▸ **Problem details**: Go to the line containing "Where can you spot the fish scale" in the records below and print it and every following line exactly, on through the line containing "Where can you spot the pool", then stop.
········
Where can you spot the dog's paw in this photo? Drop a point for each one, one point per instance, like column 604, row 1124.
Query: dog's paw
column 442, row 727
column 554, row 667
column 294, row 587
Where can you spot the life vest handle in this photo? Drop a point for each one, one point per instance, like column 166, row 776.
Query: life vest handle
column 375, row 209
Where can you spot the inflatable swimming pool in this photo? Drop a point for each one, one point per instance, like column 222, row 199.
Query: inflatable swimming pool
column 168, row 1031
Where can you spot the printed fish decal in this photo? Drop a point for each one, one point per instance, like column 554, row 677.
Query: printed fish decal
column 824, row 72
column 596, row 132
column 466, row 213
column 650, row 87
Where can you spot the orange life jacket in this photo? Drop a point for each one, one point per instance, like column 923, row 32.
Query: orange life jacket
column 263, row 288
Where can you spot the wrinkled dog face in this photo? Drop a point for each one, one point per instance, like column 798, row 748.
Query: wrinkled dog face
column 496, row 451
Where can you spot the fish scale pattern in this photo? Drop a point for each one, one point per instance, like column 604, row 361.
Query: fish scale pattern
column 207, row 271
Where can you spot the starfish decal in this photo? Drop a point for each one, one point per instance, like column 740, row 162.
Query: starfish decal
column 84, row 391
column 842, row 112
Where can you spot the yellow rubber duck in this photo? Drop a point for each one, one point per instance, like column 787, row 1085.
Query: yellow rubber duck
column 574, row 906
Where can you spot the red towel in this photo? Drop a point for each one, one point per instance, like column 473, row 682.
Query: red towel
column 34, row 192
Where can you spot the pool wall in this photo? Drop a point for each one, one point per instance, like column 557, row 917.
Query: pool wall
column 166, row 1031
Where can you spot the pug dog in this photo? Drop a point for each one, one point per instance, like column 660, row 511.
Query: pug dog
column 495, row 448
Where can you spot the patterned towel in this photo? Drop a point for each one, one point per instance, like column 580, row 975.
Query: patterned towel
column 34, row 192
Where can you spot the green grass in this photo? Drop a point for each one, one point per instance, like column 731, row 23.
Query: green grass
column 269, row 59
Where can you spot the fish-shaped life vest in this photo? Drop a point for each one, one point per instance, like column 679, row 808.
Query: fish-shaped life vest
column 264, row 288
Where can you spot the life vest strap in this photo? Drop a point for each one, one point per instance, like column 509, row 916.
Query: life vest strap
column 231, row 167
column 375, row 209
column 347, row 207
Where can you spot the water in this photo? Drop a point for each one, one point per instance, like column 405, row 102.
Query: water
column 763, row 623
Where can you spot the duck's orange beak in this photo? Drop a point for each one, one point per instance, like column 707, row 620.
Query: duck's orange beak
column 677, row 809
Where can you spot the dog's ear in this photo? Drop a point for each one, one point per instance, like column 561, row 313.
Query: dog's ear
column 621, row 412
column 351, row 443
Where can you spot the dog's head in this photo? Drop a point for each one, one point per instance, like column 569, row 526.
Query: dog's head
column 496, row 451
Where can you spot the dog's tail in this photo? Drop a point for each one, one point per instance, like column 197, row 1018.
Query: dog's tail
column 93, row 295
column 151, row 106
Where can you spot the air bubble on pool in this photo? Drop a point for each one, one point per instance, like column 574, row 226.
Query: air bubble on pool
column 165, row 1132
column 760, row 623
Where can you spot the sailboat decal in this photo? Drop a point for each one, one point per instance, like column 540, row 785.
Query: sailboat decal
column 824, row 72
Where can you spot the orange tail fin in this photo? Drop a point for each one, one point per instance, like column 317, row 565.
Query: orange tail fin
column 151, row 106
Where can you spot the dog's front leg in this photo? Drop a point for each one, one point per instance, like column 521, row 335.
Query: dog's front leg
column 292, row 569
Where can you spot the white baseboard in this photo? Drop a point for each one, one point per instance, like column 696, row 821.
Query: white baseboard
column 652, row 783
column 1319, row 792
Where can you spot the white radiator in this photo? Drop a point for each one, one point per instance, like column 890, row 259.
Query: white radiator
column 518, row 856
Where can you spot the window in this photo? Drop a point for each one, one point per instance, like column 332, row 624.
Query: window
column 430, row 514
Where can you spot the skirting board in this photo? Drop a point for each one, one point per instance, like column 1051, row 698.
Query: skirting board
········
▸ **Reply to the exercise**:
Where can you spot the fish scale pattern in this photo? Drop a point for each one, one point per instance, like column 604, row 361.
Query: fish scale pattern
column 207, row 271
Where can you spot the starfish decal in this photo? Drop a point for each one, one point per instance, like column 740, row 162.
Query: starfish decal
column 84, row 391
column 842, row 112
Where can you spot the yellow rubber duck in this photo? Drop a point for each one, one point per instance, like column 787, row 1085.
Query: yellow rubber duck
column 574, row 906
Where can you spot the red towel in this photo? Drop a point for each one, one point per instance, like column 473, row 682.
Query: red towel
column 34, row 192
Where can you spot the pool wall in this photo? Drop a point for each one, one point per instance, like column 557, row 917.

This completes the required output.